WORK INSTRUCTION: Every record below must be returned word for word, with the pictures left out.

Data items:
···

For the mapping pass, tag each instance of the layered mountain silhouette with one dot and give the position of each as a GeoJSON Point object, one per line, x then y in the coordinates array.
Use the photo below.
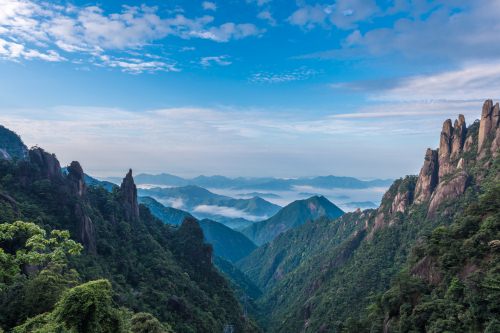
{"type": "Point", "coordinates": [265, 183]}
{"type": "Point", "coordinates": [291, 216]}
{"type": "Point", "coordinates": [422, 261]}
{"type": "Point", "coordinates": [153, 267]}
{"type": "Point", "coordinates": [201, 203]}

···

ANSWER BOX:
For the mapping pass, tag each instance of the layered mountain silhouette with one dot and give the position of each as a GeoJSON Point object, one per line, x then y in the coordinates array.
Use the photo below.
{"type": "Point", "coordinates": [265, 183]}
{"type": "Point", "coordinates": [291, 216]}
{"type": "Point", "coordinates": [422, 261]}
{"type": "Point", "coordinates": [153, 267]}
{"type": "Point", "coordinates": [201, 203]}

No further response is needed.